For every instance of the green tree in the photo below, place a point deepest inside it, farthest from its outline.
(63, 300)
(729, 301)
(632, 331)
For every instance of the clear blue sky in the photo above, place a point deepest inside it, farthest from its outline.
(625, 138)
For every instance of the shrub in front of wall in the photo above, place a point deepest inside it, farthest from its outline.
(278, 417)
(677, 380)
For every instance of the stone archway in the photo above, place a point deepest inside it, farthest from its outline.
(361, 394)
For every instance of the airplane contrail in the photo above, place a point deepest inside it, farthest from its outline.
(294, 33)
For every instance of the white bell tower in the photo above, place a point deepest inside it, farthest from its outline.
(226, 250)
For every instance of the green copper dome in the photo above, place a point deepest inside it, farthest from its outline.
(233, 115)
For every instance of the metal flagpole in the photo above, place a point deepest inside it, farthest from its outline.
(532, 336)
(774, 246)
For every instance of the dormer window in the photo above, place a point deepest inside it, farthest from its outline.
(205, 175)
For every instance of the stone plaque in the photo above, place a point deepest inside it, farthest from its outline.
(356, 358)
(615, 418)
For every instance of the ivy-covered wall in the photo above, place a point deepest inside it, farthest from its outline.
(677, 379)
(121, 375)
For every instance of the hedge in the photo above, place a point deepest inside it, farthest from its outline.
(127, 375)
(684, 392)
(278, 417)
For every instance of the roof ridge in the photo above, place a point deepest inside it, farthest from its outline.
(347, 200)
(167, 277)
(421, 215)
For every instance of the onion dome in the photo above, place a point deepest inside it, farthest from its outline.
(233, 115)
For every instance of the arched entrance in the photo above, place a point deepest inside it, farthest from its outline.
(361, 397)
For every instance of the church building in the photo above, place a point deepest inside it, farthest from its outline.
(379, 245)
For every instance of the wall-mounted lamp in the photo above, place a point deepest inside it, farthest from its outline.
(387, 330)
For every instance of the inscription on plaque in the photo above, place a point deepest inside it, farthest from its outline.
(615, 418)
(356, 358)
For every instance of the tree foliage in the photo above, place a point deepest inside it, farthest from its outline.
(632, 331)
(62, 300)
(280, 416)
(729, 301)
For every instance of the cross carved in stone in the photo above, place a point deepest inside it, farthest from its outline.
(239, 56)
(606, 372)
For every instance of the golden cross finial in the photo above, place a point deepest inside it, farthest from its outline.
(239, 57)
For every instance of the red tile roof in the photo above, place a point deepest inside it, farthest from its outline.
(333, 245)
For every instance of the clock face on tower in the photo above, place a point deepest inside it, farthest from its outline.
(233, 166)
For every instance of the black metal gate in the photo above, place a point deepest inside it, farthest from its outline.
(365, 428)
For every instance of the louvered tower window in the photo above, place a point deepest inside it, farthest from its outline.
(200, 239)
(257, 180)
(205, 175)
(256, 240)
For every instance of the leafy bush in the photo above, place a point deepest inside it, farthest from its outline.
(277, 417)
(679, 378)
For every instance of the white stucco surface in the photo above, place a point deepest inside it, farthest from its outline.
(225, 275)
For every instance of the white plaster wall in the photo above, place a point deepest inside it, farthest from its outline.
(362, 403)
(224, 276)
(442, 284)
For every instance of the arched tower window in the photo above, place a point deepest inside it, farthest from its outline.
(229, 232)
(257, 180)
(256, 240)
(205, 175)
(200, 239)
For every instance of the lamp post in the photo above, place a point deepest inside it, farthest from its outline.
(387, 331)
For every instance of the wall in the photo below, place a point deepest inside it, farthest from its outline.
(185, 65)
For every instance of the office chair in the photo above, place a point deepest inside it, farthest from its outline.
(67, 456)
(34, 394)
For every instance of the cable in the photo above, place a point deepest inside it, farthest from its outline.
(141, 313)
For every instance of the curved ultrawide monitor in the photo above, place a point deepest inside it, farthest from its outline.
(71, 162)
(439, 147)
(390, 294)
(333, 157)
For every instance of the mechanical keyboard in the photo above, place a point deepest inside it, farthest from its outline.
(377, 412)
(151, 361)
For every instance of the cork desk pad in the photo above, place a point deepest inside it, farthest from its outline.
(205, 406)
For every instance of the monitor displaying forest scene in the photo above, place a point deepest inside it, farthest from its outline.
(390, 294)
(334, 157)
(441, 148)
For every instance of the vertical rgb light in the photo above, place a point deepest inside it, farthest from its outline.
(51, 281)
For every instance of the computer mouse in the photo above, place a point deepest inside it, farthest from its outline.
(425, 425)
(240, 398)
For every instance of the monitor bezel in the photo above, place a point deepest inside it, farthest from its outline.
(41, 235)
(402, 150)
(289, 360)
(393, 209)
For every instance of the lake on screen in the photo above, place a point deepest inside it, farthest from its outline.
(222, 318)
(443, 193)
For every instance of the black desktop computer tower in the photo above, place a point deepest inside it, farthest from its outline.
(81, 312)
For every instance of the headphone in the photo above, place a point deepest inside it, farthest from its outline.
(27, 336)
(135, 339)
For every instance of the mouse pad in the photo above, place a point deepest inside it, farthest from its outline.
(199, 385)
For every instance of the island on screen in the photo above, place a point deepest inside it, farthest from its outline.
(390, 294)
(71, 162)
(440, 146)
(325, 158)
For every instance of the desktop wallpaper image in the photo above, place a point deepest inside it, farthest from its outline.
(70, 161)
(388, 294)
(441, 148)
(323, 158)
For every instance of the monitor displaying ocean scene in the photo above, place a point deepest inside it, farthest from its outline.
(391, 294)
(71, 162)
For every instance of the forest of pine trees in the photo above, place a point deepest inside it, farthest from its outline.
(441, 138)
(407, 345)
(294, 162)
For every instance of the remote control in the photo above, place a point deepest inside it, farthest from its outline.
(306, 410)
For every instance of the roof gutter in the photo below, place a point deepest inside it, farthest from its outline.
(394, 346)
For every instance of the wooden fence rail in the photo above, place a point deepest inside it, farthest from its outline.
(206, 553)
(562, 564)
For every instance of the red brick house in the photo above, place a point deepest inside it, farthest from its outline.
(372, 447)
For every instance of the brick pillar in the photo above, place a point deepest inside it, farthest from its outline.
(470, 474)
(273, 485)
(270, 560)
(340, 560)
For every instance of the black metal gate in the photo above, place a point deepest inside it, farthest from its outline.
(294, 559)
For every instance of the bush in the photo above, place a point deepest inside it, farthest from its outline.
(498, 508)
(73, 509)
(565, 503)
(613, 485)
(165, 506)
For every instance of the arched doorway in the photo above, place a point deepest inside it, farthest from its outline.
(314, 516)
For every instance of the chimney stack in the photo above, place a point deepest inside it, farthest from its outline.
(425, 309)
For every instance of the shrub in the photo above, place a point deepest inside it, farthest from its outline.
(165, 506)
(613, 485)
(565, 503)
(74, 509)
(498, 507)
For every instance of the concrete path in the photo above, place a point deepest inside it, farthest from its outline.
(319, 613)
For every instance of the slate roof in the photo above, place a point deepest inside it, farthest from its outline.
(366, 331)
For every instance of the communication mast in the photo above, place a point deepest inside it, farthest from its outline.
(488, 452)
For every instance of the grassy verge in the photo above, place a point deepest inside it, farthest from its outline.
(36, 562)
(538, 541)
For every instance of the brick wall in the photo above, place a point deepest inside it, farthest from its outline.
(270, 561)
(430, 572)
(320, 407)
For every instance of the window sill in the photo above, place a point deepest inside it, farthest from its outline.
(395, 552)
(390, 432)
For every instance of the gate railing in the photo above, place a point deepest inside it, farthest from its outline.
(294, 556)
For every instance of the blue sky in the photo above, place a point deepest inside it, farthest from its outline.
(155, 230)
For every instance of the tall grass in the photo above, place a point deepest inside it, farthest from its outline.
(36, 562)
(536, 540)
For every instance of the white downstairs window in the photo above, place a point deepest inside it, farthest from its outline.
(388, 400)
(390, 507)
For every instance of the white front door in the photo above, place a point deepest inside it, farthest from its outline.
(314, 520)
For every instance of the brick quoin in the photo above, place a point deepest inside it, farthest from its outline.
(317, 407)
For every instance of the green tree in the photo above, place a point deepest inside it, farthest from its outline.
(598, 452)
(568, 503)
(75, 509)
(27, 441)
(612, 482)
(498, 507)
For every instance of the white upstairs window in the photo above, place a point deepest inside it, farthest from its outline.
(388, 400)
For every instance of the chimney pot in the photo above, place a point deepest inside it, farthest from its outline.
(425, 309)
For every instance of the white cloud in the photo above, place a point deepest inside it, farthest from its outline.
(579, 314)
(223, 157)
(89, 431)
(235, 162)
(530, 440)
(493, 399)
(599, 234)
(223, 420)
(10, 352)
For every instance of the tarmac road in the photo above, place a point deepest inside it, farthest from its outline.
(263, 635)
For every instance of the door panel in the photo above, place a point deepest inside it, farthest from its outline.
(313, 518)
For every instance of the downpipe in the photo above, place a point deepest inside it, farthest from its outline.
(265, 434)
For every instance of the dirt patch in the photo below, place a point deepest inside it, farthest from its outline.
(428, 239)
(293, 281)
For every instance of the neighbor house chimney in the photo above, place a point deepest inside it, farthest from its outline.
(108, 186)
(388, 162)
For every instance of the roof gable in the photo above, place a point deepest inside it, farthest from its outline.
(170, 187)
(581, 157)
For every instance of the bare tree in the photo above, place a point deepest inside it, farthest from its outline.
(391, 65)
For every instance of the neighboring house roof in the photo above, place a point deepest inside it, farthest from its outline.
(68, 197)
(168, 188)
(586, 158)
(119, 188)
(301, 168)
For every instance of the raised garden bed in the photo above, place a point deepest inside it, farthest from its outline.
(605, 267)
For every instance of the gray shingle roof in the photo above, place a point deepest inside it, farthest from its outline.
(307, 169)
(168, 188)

- - -

▶ _EXERCISE REQUIREMENTS_: Everything from the line with "For every instance of the white upstairs" down to the last line of the data above should be returned exactly, with both ends kept and nothing added.

▶ _FINISHED TASK_:
For every instance of the white upstairs window in the photo above, place a point deepest inside it, farthest from its outline.
(388, 400)
For every instance of the chimney pot in the photo above, place a point deepest inside it, farthest from its outline.
(425, 309)
For every instance of the white cloud in the photo above, place a point deepest inside it, farthest from its outline.
(579, 314)
(223, 157)
(89, 431)
(235, 162)
(530, 440)
(493, 399)
(599, 234)
(223, 420)
(10, 352)
For every instance of the tarmac road in the photo above, place a point deepest inside it, farthest from its outline.
(263, 635)
For every instance of the door panel in the photo above, place a point deepest inside it, farthest from its outline.
(313, 518)
For every instance of the downpipe in the photo above, place a point deepest inside it, farthest from its outline.
(265, 434)
For every instance of the dirt patch in the photo below, place a point deepest inside it, farthest from its outline.
(428, 239)
(293, 281)
For every instance of the neighbor house chimney in the photo above, place a point deepest inside it, farthest from its outline.
(108, 186)
(388, 162)
For every instance of the roof gable in the photo above, place a point deepest inside it, farthest from its outline.
(170, 187)
(581, 157)
For every instance of the bare tree in the photo above, place a point deepest inside it, farthest from its outline.
(391, 65)
For every instance of the neighboring house roof in the photo above, place a point deepest inside it, farthest from its outline.
(68, 197)
(168, 188)
(586, 158)
(119, 188)
(301, 168)
For every instance of the raised garden bed in the photo above, place a point deepest inside it, farthest from its outline.
(605, 267)
For every instance of the gray shingle roof in the photo above, place a point deepest inside it, farthest from its outline.
(307, 169)
(168, 188)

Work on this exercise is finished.